• **Objective**: Write out all of the entries that follow, word for word, but skip the pictures.

# Start of Record list

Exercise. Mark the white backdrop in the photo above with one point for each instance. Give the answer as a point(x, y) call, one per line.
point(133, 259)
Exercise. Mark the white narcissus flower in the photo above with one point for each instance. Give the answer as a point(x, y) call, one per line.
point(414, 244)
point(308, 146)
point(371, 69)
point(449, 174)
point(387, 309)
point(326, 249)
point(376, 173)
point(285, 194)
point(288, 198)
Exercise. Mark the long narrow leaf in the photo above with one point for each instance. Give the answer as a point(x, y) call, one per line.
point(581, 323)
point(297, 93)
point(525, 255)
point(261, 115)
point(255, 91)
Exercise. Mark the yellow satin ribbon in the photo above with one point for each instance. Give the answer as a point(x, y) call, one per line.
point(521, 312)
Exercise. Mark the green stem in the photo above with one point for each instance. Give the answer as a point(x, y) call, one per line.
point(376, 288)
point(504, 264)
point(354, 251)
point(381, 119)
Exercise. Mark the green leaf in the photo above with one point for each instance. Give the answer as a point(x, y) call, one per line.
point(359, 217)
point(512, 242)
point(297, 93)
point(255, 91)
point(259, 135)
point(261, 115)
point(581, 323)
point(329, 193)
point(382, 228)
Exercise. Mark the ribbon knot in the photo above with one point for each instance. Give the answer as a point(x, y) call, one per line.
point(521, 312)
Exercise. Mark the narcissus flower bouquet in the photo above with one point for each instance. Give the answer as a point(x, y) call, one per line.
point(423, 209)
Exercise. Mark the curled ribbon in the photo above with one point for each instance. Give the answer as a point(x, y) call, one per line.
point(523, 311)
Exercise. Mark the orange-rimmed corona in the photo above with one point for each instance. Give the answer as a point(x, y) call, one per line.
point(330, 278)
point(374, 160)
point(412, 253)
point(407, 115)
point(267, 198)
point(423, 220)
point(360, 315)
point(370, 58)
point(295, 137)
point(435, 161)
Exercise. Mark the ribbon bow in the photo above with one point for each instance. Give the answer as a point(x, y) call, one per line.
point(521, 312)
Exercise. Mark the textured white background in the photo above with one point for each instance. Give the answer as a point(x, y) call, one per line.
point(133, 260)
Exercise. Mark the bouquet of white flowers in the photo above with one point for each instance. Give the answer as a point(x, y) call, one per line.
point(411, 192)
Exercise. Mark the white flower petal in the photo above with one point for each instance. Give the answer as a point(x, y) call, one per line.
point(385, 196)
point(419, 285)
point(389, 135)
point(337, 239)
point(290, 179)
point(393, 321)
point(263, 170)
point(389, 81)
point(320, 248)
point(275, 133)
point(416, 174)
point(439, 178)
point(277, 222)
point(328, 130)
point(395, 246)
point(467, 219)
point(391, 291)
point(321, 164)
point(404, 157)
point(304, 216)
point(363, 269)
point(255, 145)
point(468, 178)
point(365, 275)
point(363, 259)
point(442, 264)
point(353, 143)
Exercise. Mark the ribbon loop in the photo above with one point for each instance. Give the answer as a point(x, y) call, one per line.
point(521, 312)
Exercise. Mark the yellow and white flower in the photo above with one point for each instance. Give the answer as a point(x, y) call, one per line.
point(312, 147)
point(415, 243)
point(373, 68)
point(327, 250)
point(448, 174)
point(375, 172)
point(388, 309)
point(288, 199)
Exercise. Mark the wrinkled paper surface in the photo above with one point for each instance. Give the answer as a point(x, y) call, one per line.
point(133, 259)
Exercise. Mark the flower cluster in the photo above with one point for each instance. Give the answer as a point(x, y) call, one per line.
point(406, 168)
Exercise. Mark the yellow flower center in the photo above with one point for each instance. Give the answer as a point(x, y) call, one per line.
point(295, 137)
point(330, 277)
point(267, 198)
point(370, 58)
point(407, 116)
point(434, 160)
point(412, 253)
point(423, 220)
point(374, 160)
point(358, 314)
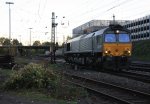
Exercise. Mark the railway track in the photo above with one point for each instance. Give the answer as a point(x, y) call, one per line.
point(140, 66)
point(121, 94)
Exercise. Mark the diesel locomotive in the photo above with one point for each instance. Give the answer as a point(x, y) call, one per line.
point(107, 48)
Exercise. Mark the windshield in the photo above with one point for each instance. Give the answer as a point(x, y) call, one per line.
point(124, 38)
point(110, 38)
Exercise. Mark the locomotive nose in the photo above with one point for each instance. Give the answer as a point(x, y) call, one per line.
point(116, 49)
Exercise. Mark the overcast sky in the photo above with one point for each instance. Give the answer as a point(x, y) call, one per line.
point(36, 14)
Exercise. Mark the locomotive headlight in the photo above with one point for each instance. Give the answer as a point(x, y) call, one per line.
point(117, 31)
point(129, 51)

# End of Record list

• **Written reply**:
Exercise. Mark the white backdrop in the photo above with one point for each instance. Give the answer as a point(x, y) call, one per line.
point(133, 259)
Exercise. Mark the white narcissus flower in the photo above with one point for each instance. Give the answer as a point(x, y) call, one per line.
point(414, 244)
point(308, 146)
point(371, 69)
point(449, 174)
point(387, 309)
point(326, 249)
point(376, 173)
point(285, 194)
point(288, 198)
Exercise. Mark the long narrow leaf in the photo above with one point for each instance. Give the answer as a point(x, y) call, one per line.
point(581, 323)
point(297, 93)
point(525, 255)
point(261, 115)
point(255, 91)
Exercise. Mark the yellow satin ribbon in the photo above with one point for each instance. Give the answer as a point(x, y) call, one per line.
point(521, 312)
Exercise. Mark the green stem in the photo above with one point for each instance. Give the answer as a point(x, y) call, one per line.
point(376, 288)
point(504, 264)
point(354, 251)
point(381, 119)
Exercise. Mark the green leaf in the photo above with one point for each instance. Give the answer as a point(x, y) call, one per line.
point(359, 217)
point(512, 242)
point(297, 93)
point(255, 91)
point(259, 135)
point(261, 115)
point(581, 323)
point(329, 193)
point(382, 228)
Exercise. Mark the ribbon knot in the photo above with one point for each instance. Give the answer as a point(x, y) call, one per line.
point(521, 312)
Exercise. Mark the narcissus flower bouquet in the photo above with one point for each instance. Give the answer as a point(x, y) call, one per line.
point(423, 209)
Exercise. Mark the curled ribbon in the photo above with one point for each instance. Give the answer as a point(x, y) call, one per line.
point(523, 311)
Exercise. Mark the orange-rimmed corona in the photo above with one point for each instance. Give the answer as a point(x, y) call, one per line.
point(330, 278)
point(374, 160)
point(412, 253)
point(407, 115)
point(267, 198)
point(423, 220)
point(360, 315)
point(370, 58)
point(295, 137)
point(435, 161)
Exercise. Mark the ribbon bow in the photo above with one point for each instance. Give the answer as a point(x, y) call, one per line.
point(521, 312)
Exercise. Mark the textured white background in the photo above with one point for each instance. Give the answer as a point(x, y) call, one per line.
point(133, 260)
Exercise. Mark the bouquet of white flowers in the photo above with one point for each instance. Give the answer as a point(x, y) call, one per line.
point(411, 192)
Exercise. Mark the white flower petal in the photo above with one point for each instance. Give the answer as a point(x, y) call, one per line.
point(385, 196)
point(419, 285)
point(389, 135)
point(337, 239)
point(290, 179)
point(393, 321)
point(263, 170)
point(389, 81)
point(320, 248)
point(275, 133)
point(416, 174)
point(439, 178)
point(277, 222)
point(328, 130)
point(395, 246)
point(467, 219)
point(391, 291)
point(321, 164)
point(404, 157)
point(304, 216)
point(363, 269)
point(255, 145)
point(468, 178)
point(365, 275)
point(363, 259)
point(442, 264)
point(353, 143)
Exercise. Mark the ribbon loop in the photo above with one point for each instance. Give the answer as a point(x, y) call, one per line.
point(521, 312)
Exercise. Mark the yellow and white flower in the photo above with one point for each instance. Give the answer as a point(x, y) call, one per line.
point(312, 147)
point(415, 243)
point(373, 68)
point(327, 250)
point(448, 174)
point(375, 172)
point(388, 309)
point(288, 199)
Exercise. Mark the wrinkled paper surface in the photo above with one point for each instance. Give the answer as a point(x, y) call, one per line.
point(133, 259)
Exercise. Mark the flower cluster in the photo above with one point for each instance. Give the answer as a point(x, y) call, one per line.
point(406, 168)
Exercise. Mark the yellow flower center in the photo above with one point for each instance. Give the answer as a point(x, y) call, one per line.
point(295, 137)
point(330, 277)
point(267, 198)
point(370, 58)
point(407, 116)
point(434, 160)
point(412, 253)
point(423, 220)
point(374, 160)
point(358, 314)
Exercise. Mark the railway track in the photo above with one point for each instance. Give the answer as a point(x, y) call, one per line.
point(140, 66)
point(121, 94)
Exercise. Mark the diesel locomotive in the photo above with one point for each instance. Give the answer as a point(x, y) call, one per line.
point(107, 48)
Exercise. Mark the windshield in the photo above with one point for each instance. Give the answer as a point(x, y) call, one per line.
point(124, 38)
point(110, 38)
Exercise. Mark the locomotive nose in the photo above with one point for each instance. Give the answer as a point(x, y) call, one per line.
point(116, 49)
Exercise. Mark the overcast sky in the photo above with one point for each instance. Give the answer as a point(x, y) call, one per line.
point(36, 14)
Exercise. Mark the locomotive headlight in the photo above with one point for each instance. Give the answer as a point(x, y) call, one per line.
point(117, 31)
point(129, 51)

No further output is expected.